◆ **Problems to solve**
1. Please write out the part of the Hypixel text starting with "Hypixel Inc., Hypixel's" and going on through "February 2, 2015.".
2. According to the Hypixel text, under what name was Hypixel Inc. first registered as a Canadian corporation?
3. Carry on the Hypixel text from its last sentence.

◆ **Text provided**

- Other names: Hypixel
- Developer: Hypixel Inc.
- Release: April 13, 2013; 13 years ago
- Engine: Java;
- Platform: Minecraft
- Available in: 25 languages
- List of languages Brazilian Portuguese, Chinese (Simplified), Chinese (Traditional), Czech, Danish, Dutch, English, Finnish, French, German, Greek, Hungarian, Italian, Japanese, Korean, Norwegian, Pirate English, Polish, Portuguese, Romanian, Russian, Spanish, Swedish, Turkish, Ukrainian
- Type: Minecraft server
- Website: hypixel.net; mc.hypixel.net (server IP);

= Hypixel =

Minecraft minigame server

Hypixel Network is a Minecraft server that hosts minigames. It was released on April 13, 2013, by Simon "hypixel" Collins-Laflamme and Philippe "Rezzus" Touchette, and is managed and run by Hypixel Inc. Hypixel is only available on the Java Edition of Minecraft, but briefly had a Pocket Edition variant.

== History ==
The Hypixel server was released in beta on April 13, 2013, by Simon Collins-Laflamme and Philippe Touchette. The server is managed and run by Hypixel Inc. The two originally created Minecraft adventure maps together and uploaded trailers to their YouTube channel. The Hypixel server was created to play and further showcase these maps. Minigames were originally created for users to play on while waiting for other players, but the minigames themselves gained popularity. Efforts from Hypixel were put towards new server content instead of the making of other Minecraft maps and games.

Hypixel Inc., Hypixel's maintainer, was registered as a Canadian corporation under the name "8414483 Canada Inc" on January 23, 2013. Its name was then modified to "Hypixel Inc." on February 2, 2015.

In 2015, it was revealed that the server cost around $100,000 a month to maintain.

Point localization data
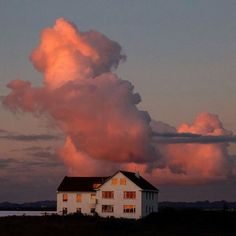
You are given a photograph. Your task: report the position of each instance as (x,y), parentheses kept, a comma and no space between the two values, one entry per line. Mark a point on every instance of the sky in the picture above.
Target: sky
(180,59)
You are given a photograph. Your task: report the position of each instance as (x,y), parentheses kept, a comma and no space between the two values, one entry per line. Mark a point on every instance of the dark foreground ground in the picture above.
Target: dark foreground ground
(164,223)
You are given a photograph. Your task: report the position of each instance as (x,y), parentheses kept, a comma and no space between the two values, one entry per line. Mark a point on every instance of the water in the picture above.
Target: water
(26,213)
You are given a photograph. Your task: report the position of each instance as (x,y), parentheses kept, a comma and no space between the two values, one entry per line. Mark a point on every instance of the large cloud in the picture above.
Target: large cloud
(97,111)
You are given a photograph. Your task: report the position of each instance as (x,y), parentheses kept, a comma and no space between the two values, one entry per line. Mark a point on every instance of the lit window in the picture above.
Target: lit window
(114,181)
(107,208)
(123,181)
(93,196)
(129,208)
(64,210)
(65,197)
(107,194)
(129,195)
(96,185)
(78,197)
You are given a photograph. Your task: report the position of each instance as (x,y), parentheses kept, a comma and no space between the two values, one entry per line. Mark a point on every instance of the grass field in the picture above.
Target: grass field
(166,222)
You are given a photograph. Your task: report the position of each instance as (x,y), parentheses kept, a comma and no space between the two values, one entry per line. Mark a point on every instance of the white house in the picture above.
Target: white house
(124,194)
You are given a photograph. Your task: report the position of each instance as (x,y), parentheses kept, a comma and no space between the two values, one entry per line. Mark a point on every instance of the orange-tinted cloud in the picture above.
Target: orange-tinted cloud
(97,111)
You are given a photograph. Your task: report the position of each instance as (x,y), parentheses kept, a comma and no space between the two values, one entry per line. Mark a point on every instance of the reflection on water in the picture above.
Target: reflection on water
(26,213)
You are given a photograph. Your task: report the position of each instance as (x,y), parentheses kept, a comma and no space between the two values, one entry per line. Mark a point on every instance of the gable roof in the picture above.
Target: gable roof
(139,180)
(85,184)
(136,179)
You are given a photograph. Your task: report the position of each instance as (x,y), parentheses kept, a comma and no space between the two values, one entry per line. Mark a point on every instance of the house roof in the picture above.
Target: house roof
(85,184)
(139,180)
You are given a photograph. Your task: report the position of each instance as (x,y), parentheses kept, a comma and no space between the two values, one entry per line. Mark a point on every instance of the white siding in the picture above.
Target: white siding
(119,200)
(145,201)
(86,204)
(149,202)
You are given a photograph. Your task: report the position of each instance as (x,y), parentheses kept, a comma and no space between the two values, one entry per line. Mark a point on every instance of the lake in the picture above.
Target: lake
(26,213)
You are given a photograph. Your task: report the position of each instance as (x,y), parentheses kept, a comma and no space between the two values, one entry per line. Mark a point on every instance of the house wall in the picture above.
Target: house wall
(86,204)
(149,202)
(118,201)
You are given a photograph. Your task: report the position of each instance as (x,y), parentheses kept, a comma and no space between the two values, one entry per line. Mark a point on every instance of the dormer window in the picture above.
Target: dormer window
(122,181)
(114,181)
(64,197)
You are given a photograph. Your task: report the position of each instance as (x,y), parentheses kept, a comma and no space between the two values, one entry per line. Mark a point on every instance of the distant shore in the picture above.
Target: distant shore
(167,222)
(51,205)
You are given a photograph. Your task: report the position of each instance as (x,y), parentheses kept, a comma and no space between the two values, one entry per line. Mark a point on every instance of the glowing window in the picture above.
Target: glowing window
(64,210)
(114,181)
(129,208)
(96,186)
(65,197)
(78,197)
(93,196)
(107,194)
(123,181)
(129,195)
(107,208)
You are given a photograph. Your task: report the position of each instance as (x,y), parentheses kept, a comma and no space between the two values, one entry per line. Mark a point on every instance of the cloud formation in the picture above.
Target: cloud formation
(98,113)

--

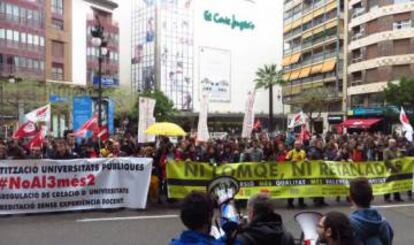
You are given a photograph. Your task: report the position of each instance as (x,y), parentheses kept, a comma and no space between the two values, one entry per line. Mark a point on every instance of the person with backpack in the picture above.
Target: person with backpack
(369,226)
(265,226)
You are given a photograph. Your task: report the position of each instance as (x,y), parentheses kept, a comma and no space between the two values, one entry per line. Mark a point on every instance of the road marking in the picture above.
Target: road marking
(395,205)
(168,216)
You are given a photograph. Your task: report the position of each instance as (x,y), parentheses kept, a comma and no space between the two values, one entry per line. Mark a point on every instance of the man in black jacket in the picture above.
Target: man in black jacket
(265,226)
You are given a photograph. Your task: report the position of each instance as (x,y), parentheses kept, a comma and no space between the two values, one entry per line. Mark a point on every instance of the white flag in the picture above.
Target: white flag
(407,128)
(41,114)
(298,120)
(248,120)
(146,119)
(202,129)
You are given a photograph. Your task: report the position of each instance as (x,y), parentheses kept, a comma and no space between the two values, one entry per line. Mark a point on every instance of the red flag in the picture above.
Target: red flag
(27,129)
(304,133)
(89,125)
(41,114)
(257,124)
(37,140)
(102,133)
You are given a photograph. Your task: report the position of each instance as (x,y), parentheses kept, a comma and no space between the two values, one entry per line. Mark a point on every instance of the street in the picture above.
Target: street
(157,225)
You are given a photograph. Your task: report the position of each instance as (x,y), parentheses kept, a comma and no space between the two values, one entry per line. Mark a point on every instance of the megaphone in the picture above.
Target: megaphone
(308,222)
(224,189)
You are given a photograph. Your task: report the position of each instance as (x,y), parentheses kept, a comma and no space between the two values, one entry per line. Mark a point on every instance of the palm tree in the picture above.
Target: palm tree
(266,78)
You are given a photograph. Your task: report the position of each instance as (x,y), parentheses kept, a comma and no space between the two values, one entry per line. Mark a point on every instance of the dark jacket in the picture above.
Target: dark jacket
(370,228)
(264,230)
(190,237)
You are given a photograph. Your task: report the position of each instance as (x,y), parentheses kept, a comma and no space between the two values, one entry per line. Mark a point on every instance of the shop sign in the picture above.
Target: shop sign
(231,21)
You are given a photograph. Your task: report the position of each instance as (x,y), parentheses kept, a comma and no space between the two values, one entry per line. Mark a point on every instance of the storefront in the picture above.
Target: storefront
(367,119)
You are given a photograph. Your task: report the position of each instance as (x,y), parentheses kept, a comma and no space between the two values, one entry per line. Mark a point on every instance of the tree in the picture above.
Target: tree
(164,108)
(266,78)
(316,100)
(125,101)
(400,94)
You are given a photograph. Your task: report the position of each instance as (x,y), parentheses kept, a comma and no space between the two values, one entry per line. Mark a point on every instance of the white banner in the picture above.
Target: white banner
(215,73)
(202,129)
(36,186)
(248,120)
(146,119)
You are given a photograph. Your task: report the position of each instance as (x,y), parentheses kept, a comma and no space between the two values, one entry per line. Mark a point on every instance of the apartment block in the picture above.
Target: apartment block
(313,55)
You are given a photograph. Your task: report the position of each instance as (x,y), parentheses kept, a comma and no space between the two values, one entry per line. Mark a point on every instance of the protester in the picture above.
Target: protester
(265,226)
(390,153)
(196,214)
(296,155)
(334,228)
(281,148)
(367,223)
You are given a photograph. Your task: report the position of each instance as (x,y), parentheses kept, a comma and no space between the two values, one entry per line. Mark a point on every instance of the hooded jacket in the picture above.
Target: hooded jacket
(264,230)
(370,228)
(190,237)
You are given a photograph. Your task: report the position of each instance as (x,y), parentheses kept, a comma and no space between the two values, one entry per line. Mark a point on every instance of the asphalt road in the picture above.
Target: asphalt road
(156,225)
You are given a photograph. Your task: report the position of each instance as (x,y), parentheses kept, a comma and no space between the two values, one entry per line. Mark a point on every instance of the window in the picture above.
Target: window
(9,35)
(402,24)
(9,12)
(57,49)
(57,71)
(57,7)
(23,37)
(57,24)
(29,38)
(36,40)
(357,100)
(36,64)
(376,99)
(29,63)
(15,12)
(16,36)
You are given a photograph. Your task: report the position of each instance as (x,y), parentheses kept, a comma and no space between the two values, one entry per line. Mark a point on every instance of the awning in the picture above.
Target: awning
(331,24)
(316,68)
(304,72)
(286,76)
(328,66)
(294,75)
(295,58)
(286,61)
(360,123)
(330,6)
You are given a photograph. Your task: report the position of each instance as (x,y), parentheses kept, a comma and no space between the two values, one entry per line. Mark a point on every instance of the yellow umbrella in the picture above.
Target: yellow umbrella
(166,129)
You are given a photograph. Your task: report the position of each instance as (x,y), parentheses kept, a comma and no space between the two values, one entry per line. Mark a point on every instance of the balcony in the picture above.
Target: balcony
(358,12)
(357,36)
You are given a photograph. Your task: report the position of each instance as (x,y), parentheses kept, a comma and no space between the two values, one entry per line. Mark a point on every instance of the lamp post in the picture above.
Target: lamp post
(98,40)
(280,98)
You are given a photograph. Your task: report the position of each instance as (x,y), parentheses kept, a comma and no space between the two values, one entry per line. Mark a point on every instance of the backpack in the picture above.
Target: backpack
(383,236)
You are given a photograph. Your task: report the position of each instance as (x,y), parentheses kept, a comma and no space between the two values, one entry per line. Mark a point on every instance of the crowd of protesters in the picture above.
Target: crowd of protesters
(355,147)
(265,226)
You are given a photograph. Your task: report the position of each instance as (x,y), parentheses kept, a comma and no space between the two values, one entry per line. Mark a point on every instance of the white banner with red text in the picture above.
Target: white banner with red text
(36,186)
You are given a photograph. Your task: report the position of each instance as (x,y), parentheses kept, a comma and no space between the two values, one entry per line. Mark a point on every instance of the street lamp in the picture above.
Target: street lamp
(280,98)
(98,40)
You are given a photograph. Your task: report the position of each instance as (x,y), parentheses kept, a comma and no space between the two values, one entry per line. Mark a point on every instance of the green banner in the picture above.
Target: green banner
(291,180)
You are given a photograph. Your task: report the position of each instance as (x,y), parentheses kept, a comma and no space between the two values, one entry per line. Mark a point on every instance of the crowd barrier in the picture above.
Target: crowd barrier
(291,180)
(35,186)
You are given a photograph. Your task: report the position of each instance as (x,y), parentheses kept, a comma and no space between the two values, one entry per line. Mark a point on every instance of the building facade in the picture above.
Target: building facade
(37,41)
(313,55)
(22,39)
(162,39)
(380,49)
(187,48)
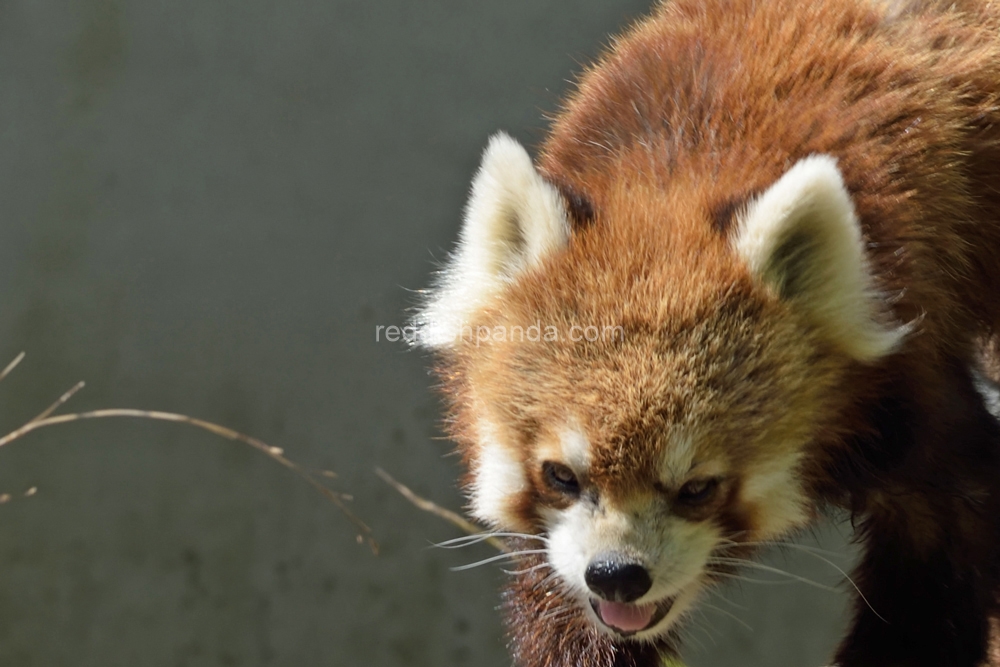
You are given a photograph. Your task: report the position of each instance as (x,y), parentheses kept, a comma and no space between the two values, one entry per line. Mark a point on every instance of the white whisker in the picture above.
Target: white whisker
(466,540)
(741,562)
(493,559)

◆ **Results of the tasks**
1.
Hypixel Inc., Hypixel's maintainer, was registered as a Canadian corporation under the name "8414483 Canada Inc" on January 23, 2013. Its name was then modified to "Hypixel Inc." on February 2, 2015.

2. "8414483 Canada Inc"

3.
During the COVID-19 pandemic, the server regularly reached over 150,000 concurrent players, peaking at a record 216,000 on April 16, 2021. On December 21, 2016, Hypixel reached 10 million unique players in total, and had reached 14.1 million unique players when Hytale was announced on December 13, 2018. The server reached 18 million unique players in April 2020, according to a tweet by the server owner. As of September 2015, Hypixel attracts 1.9 million players every month.

Players of the server community banded together to write over 400,000 messages of condolences for the content creator Technoblade following his death in July 2022. The messages were compiled into 21 books and delivered to his family.

On August 1, 2024, TommyInnit hit 15 million subscribers on YouTube. As per agreement between Simon and Tom, Simon donated $50,000 to the Sarcoma Foundation of America and gave Tom the 'INNIT' rank on the server.

=== Hypixel China ===
In May 2017, Hypixel partnered with NetEase, the publisher of Minecraft China, to release a version of Hypixel in China. This separate version of Minecraft and the Hypixel Minecraft server would be operated and translated by NetEase, as part of their partnership.

On April 13, 2020, due to the expiration of their agreement, NetEase announced that the Chinese version of the server would be shut down on June 30, 2020.

=== Cyberattacks ===
Around April 2018, Hypixel began to use Cloudflare Spectrum for DDoS mitigation after being the victim of multiple attacks hosted by Mirai malware.

On June 18, 2021, Hypixel shut down for emergency maintenance, stating their host was under "large-scale denial-of-service attacks". Connection problems were reported by players before the server was shut down, and the Hypixel team had claimed to have "identified the issue with an upstream provider". The server subsequently remained closed for four days before fully reopening. In its statement, the Hypixel team re-iterated that they had "dealt with DDoS attacks for well over 8 years", and that "recent changes at [their] host caused a flaw in [their] setup".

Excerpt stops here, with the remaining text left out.